--- ИСХОДНЫЙ ТЕКСТ ---

Проницательность, острота мысли Томаса Манна проявлялись в его книге главным образом там, где он осуждал западную буржуазную демократию. Он высказывал немало горьких истин по адресу западных правительств; он показывал, что и английский парламентаризм, и французский республиканский строй не обеспечивают своим гражданам ни подлинного равенства, ни всеобщего благосостояния. Однако слабость позиции Т. Манна обнаруживалась там, где он обращался к собственной стране — и подменял реалистическую картину Германии сентиментально-бюргерской почвеннической утопией.

--- СПИСОК ---

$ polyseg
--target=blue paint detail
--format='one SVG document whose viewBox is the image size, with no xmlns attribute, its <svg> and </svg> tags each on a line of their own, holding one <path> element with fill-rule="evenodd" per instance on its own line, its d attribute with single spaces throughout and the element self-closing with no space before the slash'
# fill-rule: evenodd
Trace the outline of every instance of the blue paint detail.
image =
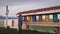
<svg viewBox="0 0 60 34">
<path fill-rule="evenodd" d="M 32 16 L 32 21 L 33 21 L 33 22 L 36 22 L 36 16 L 35 16 L 35 15 Z"/>
</svg>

---

# ЗАДАНИЕ 1:
Какие два государственных устройства, согласно исходному тексту, не обеспечивают своим гражданам ни подлинного равенства, ни всеобщего благосостояния?
# ЗАДАНИЕ 2:
Обновите фрагмент исходного текста, начиная со слов «Проницательность, острота мысли» и заканчивая словами «сентиментально-бюргерской почвеннической утопией.»: замените «западных правительств» на «европейских правительств».

# ОТВЕТ 1:
Английский парламентаризм и французский республиканский строй.

# ОТВЕТ 2:
Проницательность, острота мысли Томаса Манна проявлялись в его книге главным образом там, где он осуждал западную буржуазную демократию. Он высказывал немало горьких истин по адресу европейских правительств; он показывал, что и английский парламентаризм, и французский республиканский строй не обеспечивают своим гражданам ни подлинного равенства, ни всеобщего благосостояния. Однако слабость позиции Т. Манна обнаруживалась там, где он обращался к собственной стране — и подменял реалистическую картину Германии сентиментально-бюргерской почвеннической утопией.